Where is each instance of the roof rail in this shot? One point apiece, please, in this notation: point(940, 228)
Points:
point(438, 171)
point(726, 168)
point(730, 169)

◇ ◇ ◇

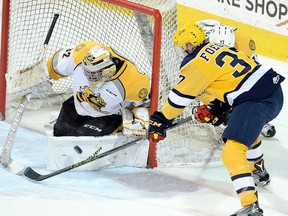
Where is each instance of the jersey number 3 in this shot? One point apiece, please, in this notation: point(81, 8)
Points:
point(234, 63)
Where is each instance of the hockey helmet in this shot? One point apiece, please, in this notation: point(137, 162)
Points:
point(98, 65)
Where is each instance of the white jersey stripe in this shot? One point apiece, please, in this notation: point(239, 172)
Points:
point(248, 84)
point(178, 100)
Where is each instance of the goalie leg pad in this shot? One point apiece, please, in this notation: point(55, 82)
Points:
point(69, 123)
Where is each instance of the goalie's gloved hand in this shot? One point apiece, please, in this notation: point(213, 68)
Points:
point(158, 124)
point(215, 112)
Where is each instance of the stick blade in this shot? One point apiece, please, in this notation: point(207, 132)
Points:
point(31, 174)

◇ ◇ ◇

*Exercise details*
Render the items from the line with "Where is each instance of the roof" up to and including the line with "point(730, 169)" as a Markdown table with the columns Row and Line, giving each line a row number and leaving out blank lines.

*The output*
| Row | Line |
|---|---|
| 1 | Where is each instance of the roof rail in this shot? One point apiece, please, in this notation: point(940, 228) |
| 2 | Points: |
| 3 | point(438, 171) |
| 4 | point(726, 168) |
| 5 | point(730, 169) |